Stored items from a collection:
[BEGIN]
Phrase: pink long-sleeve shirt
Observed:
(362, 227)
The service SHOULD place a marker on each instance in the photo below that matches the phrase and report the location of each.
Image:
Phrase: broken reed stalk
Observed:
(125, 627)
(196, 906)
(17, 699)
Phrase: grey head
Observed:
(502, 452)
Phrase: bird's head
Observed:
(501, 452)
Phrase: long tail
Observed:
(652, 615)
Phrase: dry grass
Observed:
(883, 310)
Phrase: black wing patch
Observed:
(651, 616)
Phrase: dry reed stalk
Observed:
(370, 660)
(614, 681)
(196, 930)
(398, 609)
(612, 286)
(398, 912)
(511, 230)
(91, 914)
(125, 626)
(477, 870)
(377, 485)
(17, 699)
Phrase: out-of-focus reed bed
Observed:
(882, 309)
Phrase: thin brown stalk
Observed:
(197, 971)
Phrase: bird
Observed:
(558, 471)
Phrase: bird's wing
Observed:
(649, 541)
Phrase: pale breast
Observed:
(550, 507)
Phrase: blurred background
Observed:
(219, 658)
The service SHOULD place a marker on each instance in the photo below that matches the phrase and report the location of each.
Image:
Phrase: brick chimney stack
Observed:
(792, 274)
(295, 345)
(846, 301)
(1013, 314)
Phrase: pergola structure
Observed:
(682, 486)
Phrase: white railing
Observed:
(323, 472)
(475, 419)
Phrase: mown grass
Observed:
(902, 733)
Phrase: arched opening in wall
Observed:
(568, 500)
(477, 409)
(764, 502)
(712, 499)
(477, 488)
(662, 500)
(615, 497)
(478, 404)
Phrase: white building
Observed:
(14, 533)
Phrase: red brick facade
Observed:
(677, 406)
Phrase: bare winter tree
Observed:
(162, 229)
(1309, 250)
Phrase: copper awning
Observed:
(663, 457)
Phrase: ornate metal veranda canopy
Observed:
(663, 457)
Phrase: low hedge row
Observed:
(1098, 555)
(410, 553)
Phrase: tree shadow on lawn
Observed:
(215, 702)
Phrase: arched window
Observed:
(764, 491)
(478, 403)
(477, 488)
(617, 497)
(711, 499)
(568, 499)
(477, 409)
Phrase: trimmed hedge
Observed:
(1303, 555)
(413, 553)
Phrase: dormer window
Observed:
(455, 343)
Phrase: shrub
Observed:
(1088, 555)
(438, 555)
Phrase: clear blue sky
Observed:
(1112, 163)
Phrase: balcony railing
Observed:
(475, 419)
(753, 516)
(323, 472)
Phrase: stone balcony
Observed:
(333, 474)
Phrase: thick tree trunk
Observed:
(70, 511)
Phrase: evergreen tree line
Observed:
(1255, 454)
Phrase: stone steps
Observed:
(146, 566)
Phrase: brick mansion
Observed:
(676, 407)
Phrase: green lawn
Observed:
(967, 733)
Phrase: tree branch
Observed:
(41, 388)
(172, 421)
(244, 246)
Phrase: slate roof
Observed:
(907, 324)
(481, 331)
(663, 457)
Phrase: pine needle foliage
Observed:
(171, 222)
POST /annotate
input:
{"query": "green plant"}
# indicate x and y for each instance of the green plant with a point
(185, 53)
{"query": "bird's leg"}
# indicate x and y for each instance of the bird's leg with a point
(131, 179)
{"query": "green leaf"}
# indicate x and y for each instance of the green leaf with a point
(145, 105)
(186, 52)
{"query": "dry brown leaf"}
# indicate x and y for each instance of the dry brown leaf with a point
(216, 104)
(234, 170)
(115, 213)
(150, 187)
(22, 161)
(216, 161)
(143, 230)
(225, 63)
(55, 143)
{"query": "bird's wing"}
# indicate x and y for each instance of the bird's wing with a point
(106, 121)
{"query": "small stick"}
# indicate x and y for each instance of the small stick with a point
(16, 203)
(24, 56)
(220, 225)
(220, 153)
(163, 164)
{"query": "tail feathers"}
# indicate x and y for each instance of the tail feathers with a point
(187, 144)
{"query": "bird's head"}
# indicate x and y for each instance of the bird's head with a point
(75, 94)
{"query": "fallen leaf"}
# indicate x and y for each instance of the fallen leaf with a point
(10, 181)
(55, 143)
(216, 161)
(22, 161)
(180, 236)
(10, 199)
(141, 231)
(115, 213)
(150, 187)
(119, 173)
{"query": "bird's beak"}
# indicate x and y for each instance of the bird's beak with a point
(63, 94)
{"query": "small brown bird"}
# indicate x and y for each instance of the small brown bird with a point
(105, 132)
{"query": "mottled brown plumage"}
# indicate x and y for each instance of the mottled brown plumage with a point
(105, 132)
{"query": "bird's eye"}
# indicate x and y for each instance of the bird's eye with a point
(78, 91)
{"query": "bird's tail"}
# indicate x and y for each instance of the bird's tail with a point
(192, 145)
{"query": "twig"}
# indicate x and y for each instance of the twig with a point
[END]
Objective:
Make an exact copy of the material above.

Task result:
Phrase: pink long-sleeve shirt
Observed:
(362, 227)
The service SHOULD place a marker on each instance in the photo below that matches the phrase and report the location of each.
Image:
Phrase: broken reed stalk
Observed:
(125, 627)
(196, 906)
(17, 699)
Phrase: grey head
Observed:
(502, 452)
Phrase: bird's head
Observed:
(501, 452)
Phrase: long tail
Observed:
(652, 615)
Phrase: dry grass
Observed:
(883, 310)
Phrase: black wing patch
Observed:
(651, 616)
Phrase: dry reed stalk
Observed:
(370, 660)
(614, 681)
(196, 930)
(398, 609)
(612, 286)
(398, 912)
(511, 230)
(91, 914)
(125, 626)
(477, 870)
(377, 485)
(17, 699)
Phrase: out-of-focus reed bed
Observed:
(882, 309)
Phrase: thin brown stalk
Observed:
(197, 971)
Phrase: bird
Observed:
(558, 471)
Phrase: bird's wing
Observed:
(649, 541)
Phrase: pale breast
Observed:
(550, 507)
Phrase: blurred background
Observed:
(219, 658)
The service SHOULD place a marker on each instance in the photo below that matches the phrase and report the location of each.
Image:
Phrase: brick chimney stack
Observed:
(792, 274)
(295, 345)
(846, 301)
(1013, 314)
Phrase: pergola structure
Observed:
(682, 486)
Phrase: white railing
Observed:
(323, 472)
(475, 419)
Phrase: mown grass
Observed:
(902, 733)
Phrase: arched opening in wall
Observed:
(568, 500)
(477, 409)
(764, 502)
(712, 499)
(477, 488)
(662, 500)
(615, 497)
(478, 404)
Phrase: white building
Observed:
(14, 533)
Phrase: red brick facade
Observed:
(677, 406)
Phrase: bare winter tree
Observed:
(162, 229)
(1309, 250)
Phrase: copper awning
Observed:
(663, 457)
Phrase: ornate metal veranda canopy
Observed:
(663, 457)
Phrase: low hedge row
Observed:
(1098, 555)
(410, 553)
Phrase: tree shadow on lawn
Observed:
(215, 702)
Phrase: arched window
Observed:
(764, 491)
(478, 403)
(477, 488)
(617, 497)
(711, 499)
(568, 499)
(477, 409)
Phrase: trimmed hedge
Observed:
(1303, 555)
(413, 553)
Phrase: dormer window
Observed:
(455, 343)
Phrase: shrub
Observed:
(1088, 555)
(438, 555)
Phrase: clear blue sky
Observed:
(1112, 163)
Phrase: balcony railing
Observed:
(475, 419)
(753, 516)
(323, 472)
Phrase: stone balcony
Observed:
(333, 474)
Phrase: thick tree trunk
Observed:
(70, 511)
Phrase: evergreen tree line
Observed:
(1255, 454)
Phrase: stone steps
Observed:
(146, 566)
Phrase: brick mansion
Observed:
(676, 407)
Phrase: green lawn
Observed:
(967, 733)
Phrase: tree branch
Observed:
(41, 388)
(172, 421)
(244, 246)
Phrase: slate roof
Observed:
(907, 324)
(481, 331)
(663, 457)
Phrase: pine needle foliage
Observed:
(171, 222)
POST /annotate
input:
{"query": "green plant"}
# indicate x and y for each instance of the green plant with a point
(185, 53)
{"query": "bird's leg"}
# indicate x and y for each instance of the bird's leg with a point
(131, 179)
{"query": "green leaf"}
# indicate x and y for each instance of the green leaf with a point
(145, 105)
(186, 52)
{"query": "dry brown leaf"}
# indicate x and y for each instance of the dry brown leaf with a point
(216, 104)
(234, 170)
(115, 213)
(150, 187)
(22, 161)
(216, 161)
(143, 230)
(225, 63)
(55, 143)
{"query": "bird's wing"}
# indicate x and y for each instance of the bird's wing with a point
(106, 121)
{"query": "small stick"}
# indicate x and y for each instance of the small stick with a point
(16, 203)
(24, 56)
(220, 225)
(220, 153)
(163, 164)
{"query": "tail feathers"}
# indicate x and y for each instance of the tail feathers with a point
(187, 144)
{"query": "bird's head"}
# indicate x and y for each instance of the bird's head with a point
(75, 94)
{"query": "fallen leaf"}
# indicate x and y for each instance of the fallen leaf with a point
(10, 181)
(55, 143)
(216, 161)
(22, 161)
(180, 236)
(10, 199)
(141, 231)
(115, 213)
(150, 187)
(119, 173)
{"query": "bird's beak"}
# indicate x and y for each instance of the bird's beak with a point
(63, 94)
{"query": "small brown bird"}
# indicate x and y for each instance of the small brown bird with a point
(105, 132)
{"query": "mottled brown plumage"}
# indicate x and y for each instance of the mottled brown plumage with a point
(105, 132)
{"query": "bird's eye"}
# indicate x and y for each instance of the bird's eye with a point
(78, 91)
{"query": "bird's tail"}
# indicate x and y for each instance of the bird's tail with a point
(192, 145)
{"query": "twig"}
# indicate x and y for each instance of the twig with a point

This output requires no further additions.